Collected data entries:
──────────────────────────────

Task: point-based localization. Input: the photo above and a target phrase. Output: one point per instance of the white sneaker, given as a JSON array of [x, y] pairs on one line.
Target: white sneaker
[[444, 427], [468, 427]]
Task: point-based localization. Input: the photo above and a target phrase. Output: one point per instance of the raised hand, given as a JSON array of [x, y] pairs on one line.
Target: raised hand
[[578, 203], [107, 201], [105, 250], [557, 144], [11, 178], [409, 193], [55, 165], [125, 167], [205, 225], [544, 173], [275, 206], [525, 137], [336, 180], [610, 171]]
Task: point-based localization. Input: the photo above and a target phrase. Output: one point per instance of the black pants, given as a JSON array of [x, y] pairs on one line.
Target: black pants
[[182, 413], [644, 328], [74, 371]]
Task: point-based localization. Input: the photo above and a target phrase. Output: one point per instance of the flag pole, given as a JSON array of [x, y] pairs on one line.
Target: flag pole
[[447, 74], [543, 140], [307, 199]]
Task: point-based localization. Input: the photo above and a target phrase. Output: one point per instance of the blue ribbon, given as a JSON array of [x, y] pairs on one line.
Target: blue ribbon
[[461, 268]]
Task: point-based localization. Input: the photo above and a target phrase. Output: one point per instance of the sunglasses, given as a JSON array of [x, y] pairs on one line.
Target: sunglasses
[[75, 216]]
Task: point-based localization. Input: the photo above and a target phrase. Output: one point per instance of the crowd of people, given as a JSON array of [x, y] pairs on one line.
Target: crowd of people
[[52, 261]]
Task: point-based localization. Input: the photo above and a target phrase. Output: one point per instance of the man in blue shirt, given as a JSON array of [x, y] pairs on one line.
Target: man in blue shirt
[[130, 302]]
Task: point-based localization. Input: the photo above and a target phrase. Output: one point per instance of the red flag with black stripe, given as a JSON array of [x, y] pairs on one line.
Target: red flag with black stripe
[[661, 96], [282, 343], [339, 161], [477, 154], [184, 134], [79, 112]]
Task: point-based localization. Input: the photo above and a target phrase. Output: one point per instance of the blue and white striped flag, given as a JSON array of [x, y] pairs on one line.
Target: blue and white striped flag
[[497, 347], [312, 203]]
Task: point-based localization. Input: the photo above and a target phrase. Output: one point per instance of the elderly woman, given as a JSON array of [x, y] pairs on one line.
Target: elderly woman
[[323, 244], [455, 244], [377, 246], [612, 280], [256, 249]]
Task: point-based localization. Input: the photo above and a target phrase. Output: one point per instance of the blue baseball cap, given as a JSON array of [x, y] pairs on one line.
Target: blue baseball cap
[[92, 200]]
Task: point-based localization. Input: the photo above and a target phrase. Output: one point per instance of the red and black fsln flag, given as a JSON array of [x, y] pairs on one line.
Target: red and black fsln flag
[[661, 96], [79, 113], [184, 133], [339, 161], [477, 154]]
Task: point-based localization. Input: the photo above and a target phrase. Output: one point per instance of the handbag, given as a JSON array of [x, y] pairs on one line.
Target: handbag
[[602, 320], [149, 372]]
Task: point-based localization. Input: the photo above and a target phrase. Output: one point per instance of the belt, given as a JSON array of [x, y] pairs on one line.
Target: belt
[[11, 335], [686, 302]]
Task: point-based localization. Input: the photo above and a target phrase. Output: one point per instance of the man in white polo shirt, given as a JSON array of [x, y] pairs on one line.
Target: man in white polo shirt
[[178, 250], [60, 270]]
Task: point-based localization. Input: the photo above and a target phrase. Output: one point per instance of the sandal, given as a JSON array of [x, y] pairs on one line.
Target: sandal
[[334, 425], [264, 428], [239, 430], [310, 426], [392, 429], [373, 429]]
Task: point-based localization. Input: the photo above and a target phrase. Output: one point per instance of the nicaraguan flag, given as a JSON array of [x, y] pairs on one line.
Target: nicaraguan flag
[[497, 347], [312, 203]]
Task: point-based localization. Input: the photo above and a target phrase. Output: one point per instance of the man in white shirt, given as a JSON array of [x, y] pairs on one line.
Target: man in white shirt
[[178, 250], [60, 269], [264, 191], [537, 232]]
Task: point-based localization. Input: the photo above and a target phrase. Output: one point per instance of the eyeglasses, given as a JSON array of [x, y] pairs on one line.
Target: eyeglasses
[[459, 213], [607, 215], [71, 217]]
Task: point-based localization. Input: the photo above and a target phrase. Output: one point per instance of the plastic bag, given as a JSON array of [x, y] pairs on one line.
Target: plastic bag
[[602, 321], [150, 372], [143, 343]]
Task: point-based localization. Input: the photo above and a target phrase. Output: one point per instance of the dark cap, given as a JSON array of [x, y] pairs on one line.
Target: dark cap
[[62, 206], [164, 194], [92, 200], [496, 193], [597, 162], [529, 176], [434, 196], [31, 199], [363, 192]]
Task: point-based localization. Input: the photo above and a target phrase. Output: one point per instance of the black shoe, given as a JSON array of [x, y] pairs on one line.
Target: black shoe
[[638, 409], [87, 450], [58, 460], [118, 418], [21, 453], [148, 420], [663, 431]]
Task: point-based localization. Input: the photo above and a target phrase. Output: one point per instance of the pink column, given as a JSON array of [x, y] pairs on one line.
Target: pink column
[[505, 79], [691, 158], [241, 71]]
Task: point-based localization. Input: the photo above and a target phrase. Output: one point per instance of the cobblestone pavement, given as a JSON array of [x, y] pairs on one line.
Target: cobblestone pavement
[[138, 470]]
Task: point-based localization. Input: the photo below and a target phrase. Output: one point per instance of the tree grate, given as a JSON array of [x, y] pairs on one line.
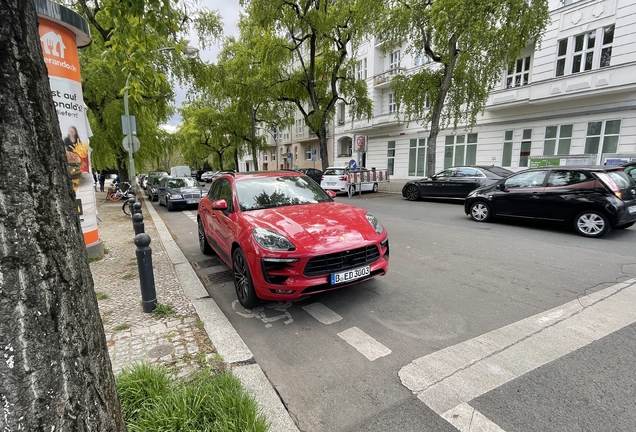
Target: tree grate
[[212, 278], [207, 263]]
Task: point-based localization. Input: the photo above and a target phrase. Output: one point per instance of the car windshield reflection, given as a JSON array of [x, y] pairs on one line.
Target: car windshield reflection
[[269, 192]]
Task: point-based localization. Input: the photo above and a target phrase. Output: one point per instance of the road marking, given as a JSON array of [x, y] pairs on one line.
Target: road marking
[[322, 313], [191, 215], [448, 379], [365, 344]]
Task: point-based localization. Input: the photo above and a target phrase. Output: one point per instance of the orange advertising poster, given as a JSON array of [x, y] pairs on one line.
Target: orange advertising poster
[[60, 51]]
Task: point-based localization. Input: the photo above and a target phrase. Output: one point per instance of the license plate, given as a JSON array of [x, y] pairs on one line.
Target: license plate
[[350, 275]]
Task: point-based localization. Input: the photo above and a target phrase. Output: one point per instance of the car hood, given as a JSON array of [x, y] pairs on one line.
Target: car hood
[[184, 190], [318, 228]]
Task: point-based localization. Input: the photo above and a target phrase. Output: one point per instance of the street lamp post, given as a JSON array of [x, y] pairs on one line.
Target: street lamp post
[[190, 52]]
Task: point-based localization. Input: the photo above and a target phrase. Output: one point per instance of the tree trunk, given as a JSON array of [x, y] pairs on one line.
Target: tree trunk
[[55, 369], [322, 139], [431, 154]]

──────────────────────────────

__Exercise instructions__.
Transcribe the lines above exactly as they appear, omitting the pictures.

__Completed exercise__.
Task: point-based localization. Input: the photo above and a target phrase. Output: one point per instance of the white sneaker, given as a JSON array of [x, y] pairs on one line.
Target: white sneaker
[[444, 427], [468, 427]]
Task: point-based localization. Input: the photo above and a target phrase. Output: one point per instance of the raised hand, given as a JSON array of [x, y] pairs on one line.
Target: raised hand
[[578, 203], [107, 201], [105, 250], [557, 144], [11, 178], [409, 193], [55, 165], [125, 167], [205, 225], [544, 173], [275, 206], [525, 137], [336, 180], [610, 171]]
Task: point-based localization. Input: the photo above and a target phrase. Output: one point per instance of the black pants, given as a JSON array of [x, y] pairs on one line.
Target: black pants
[[182, 413], [644, 328], [74, 371]]
Task: point-based localization. Input: the photo above and a target phrase. Output: one point per instance of the flag pole, given as a JSON array of [x, y] pairs on one line.
Target: flag pole
[[447, 74], [543, 140], [307, 199]]
Task: point-based localization. Input: the photo above and a target phrase. Output: one point per instance of the blue ribbon, given as a JSON array of [x, y] pairs on one line.
Target: blue ribbon
[[461, 268]]
Task: point-based localization. Input: the photo above and a target phrase. Output: one point per instance of the sunglasses, given as a JSON array of [x, y] pairs on one line.
Target: sunglasses
[[75, 216]]
Task: point-based localization. Input: the photo above and a target phrase. Output: one point per instance of the crowd of people, given as a JSON array of [x, y] pairs on one line.
Target: crowd of people
[[52, 261]]
Task: point-based localization. Input: the photo above and a target phrase. Output: one point per instance of the man in blue shirt, given as a JSON array of [x, y] pairs on one line.
Target: man in blue shirt
[[130, 302]]
Task: point-based localization. Input: the photo above and a target phrase. Output: one point per instance of the red flag with black stripe, given as a JSON array of [x, y] pairs on one line.
Target: red flag with black stripe
[[661, 96], [282, 343], [339, 161], [477, 154], [184, 134], [79, 112]]
Task: point-based localization. Input: the photo above and a target phrase. Output: one point per instance of the blue and white striped flag, given as a JSON array of [x, y] pairs on one line.
Target: blue and white striped flag
[[497, 347], [312, 203]]
Task: point-based localization. Input: the photo above and a target phrase. Output: one point per instance of the elderly woman, given as a JSON array of [x, y] pairs on one line.
Target: elderly woman
[[323, 244], [455, 244], [377, 246], [612, 280], [256, 249]]
Task: point-based localization. Input: the photo above and a target phrase. Output: one point per instance of the blue baseball cap, given as a JSON array of [x, y] pairs on one line.
Target: blue baseball cap
[[92, 200]]
Task: point-based localization. Input: the photo above and a target phrase. Output: one point per instance of the red and black fsln flag, given as a JSON array of [x, y] pairs on one line.
Target: red and black fsln flag
[[661, 96], [79, 113], [184, 133], [339, 161], [477, 154]]
Task: point-based localization. Input: the photo above and a target phrase. Output: one point per instance of the handbag, given as a JSON array of [x, y] pairs on one line.
Target: handbag
[[602, 320], [149, 372]]
Task: point-based localization. Input: the photo above and a target phrase. Output: one point per instance of the belt, given as a JSON array of [x, y] pairs on one line.
Target: belt
[[11, 335], [686, 302]]
Task: point-based localization. Input: the photo above and a target phrase. Output: one point per instance of the man in white polo shirt, given as a JSON array of [x, y] pairs on one line.
Target: man in white polo shirt
[[178, 250], [60, 270]]
Task: point-based localization. Input: the photo above and a target phrase. Output: one point per instance of the sandal, given as a JSON array of [x, y] pairs on one line.
Target: sandal
[[334, 425], [264, 428], [239, 430], [310, 426], [392, 429], [373, 429]]
Task: point-based localization. Input: the photo above and a target phrase. Output: one point per instance of the nicaraguan flag, given as a JSON array of [x, y] pairs on one line.
Target: nicaraguan flag
[[497, 347], [312, 203]]
Task: point-based localization. Input: the photo above and a target phrase. Output: one point per instance of the man in white shirt, given as a JSON array of [x, y] pairs on one line.
Target: man in white shirt
[[178, 250], [60, 269], [264, 191], [537, 232]]
Task: point-based localization. Input: the photo above and a target phrase. Output: one point per instance of the eyeglasses, given as a JSON array of [x, y] pairs on one line.
Target: eyeglasses
[[459, 213], [607, 215], [71, 217]]
Task: point-based localization. Input: the photo above and a target phrase. Output: one point per instance of the plastic bag, given as a JSON array of [x, y] pairs on one line.
Target: plastic bag
[[602, 321], [150, 372], [143, 343]]
Task: point-based localization. Input: the photo above and a target phrase. Output: one point per instance of the dark cap, given as a JSON array of [x, y] pairs on one line.
Target: dark cap
[[62, 206], [164, 194], [92, 200], [496, 193], [597, 162], [529, 176], [434, 196], [31, 199], [363, 192]]
Task: point-based localization. Input: the photo above and a target phrase. Output: one point per instance of the black shoe, given as a JSON array of [x, y] pairs on one line.
Target: black shoe
[[638, 409], [87, 450], [58, 460], [118, 418], [21, 453], [148, 420], [663, 431]]
Task: point-based localization. Input: the photo above and a target phrase. Output: one point per instance of the pink column, given as a JSON array of [x, y] pairs on one line.
Target: pink column
[[505, 79], [691, 158], [241, 71]]
Task: point-based localization. Input: the photo above and a target phrase. Output: one point per instance of the cobblestone pavement, given as a JSON array of [x, y] pairs on one line.
Target: cobblestone pavement
[[138, 470]]
Task: point-based localization. Input: the photo below and a target phrase. Output: one point per instance of the tree grate, given as a JSON array of [x, y] pairs on one line.
Target: tree grate
[[212, 278], [207, 263]]
Task: point-based localization. Input: the photo above and a target phrase. Output: one point per instance of the car windshield reflection, given as a JSON array of [x, y] pairs on one line.
Target: car windshield reflection
[[269, 192]]
Task: point-based localization. Input: the photo above and a target phrase. Output: one point per instance of the road marking, given as a JSON array of [x, y] pairs on one line.
Target: road marking
[[322, 313], [191, 215], [448, 379], [365, 344]]
Task: point-based localization. Input: the photo above and a target phrase. Output: one point per instance of the orange advertising poster, given as a JSON array of [x, y] pairs on one line.
Target: orange advertising poster
[[60, 51]]
Task: point-based localization. Input: the photo above and a target phrase. Output: one point per instance of the license plate, given as a JSON array of [x, y] pairs on one line.
Target: license plate
[[350, 275]]
Task: point-based localization. Input: the photo above and a target phrase. Output: one point per instance of the car hood, given as a JSON array of [x, y] pairs on one line.
Target: car hood
[[184, 190], [318, 228]]
Task: point-based localization. Input: the photo above and a target phrase. Output: one point per instance of the street lamp post, given as a JSON array of [x, y] pairs on one line.
Target: street lamp post
[[190, 52]]
Task: point-based localization. Input: the photo above and a target phrase. Output: one point per instance of the tree trunk, given as a JSON array of [x, y] pairs on one line.
Target: tree trunk
[[55, 369], [322, 139], [431, 154]]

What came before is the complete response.